* Activity *
Working from the top of the records below, reproduce each line exactly, ending once you have written the line containing "the man's knee".

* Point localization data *
* * * *
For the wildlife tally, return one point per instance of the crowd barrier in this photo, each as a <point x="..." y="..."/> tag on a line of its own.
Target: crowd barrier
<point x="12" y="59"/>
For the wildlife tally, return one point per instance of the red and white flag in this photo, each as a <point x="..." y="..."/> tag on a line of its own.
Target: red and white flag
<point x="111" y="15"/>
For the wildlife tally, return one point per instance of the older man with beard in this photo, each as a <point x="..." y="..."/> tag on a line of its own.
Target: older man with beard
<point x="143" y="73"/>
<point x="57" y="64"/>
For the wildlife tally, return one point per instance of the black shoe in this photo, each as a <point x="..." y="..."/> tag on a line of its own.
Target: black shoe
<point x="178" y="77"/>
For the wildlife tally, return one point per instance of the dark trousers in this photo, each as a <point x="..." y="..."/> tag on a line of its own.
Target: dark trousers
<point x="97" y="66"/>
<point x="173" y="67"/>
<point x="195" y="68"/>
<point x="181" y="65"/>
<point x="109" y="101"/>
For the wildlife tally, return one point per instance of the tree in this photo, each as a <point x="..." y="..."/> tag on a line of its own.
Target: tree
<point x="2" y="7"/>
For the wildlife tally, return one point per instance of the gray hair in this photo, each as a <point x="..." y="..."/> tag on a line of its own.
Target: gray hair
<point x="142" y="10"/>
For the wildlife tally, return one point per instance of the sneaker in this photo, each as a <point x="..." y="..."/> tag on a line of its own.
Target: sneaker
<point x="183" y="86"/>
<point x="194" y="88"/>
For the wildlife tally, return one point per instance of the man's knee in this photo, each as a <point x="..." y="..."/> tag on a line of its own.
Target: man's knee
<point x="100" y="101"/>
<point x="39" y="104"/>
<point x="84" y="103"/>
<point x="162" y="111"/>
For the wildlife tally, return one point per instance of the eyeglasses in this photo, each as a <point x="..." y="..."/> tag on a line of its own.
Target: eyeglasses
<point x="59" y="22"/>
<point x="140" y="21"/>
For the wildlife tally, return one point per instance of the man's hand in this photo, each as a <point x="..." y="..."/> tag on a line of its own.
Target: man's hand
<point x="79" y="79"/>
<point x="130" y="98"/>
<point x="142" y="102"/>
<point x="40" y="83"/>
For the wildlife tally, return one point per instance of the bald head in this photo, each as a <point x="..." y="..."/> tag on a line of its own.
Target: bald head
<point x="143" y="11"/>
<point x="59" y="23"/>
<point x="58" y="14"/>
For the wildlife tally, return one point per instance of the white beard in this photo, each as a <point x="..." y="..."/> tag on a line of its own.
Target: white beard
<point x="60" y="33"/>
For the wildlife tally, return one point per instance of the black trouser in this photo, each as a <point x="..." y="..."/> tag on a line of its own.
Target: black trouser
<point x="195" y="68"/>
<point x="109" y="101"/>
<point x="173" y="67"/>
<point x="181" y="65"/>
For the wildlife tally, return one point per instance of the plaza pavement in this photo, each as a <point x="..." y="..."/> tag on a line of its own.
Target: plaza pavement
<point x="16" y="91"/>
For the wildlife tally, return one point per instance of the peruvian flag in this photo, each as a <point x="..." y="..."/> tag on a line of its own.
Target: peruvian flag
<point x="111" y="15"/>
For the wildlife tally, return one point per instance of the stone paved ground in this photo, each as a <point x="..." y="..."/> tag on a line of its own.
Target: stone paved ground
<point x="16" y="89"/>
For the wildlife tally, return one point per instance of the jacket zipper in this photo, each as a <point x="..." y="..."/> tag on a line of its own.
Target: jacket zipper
* * * *
* Solution *
For the wildlife tally, return one point per instance of the crowd barrier in this photo, each as a <point x="..." y="..."/> tag on a line of its own.
Target: crowd barrier
<point x="12" y="59"/>
For the wildlife tally, return one point per instance of the red and white flag in this photo, each as a <point x="..." y="..."/> tag on a line of its own.
Target: red and white flag
<point x="111" y="15"/>
For the wildlife tally, return one point per instance of the older man with beard in this photo, each as a <point x="..." y="..."/> tag on a line of its own.
Target: older man with beard
<point x="143" y="73"/>
<point x="57" y="64"/>
For the wildlife tally, return one point per instance of the black shoe in this photo, each as a <point x="..." y="..."/> tag on a line of its own.
Target: black shoe
<point x="178" y="77"/>
For the wildlife tally, return one point per instance of the dark trousers in this photo, each as a <point x="..." y="..."/> tag on a line of its own.
Target: dark trousers
<point x="97" y="66"/>
<point x="173" y="67"/>
<point x="195" y="68"/>
<point x="181" y="65"/>
<point x="109" y="101"/>
For the wildlife tally, return one point per instance of the tree in this photo, each as a <point x="..." y="..."/> tag on a line of its own.
Target: tree
<point x="2" y="7"/>
For the wildlife tally, return one point per instance of the gray hair in this photo, each as a <point x="..." y="..."/> tag on a line of its own.
Target: gray hair
<point x="142" y="10"/>
For the wildlife tally, return one point per instance of the sneaker in this photo, each as a <point x="..." y="..."/> tag on a line of its own.
Target: sneaker
<point x="183" y="86"/>
<point x="194" y="88"/>
For the wildlife tally, return one point per instance of the man's knee in this photo, each as a <point x="..." y="..."/> tag on a line of its own.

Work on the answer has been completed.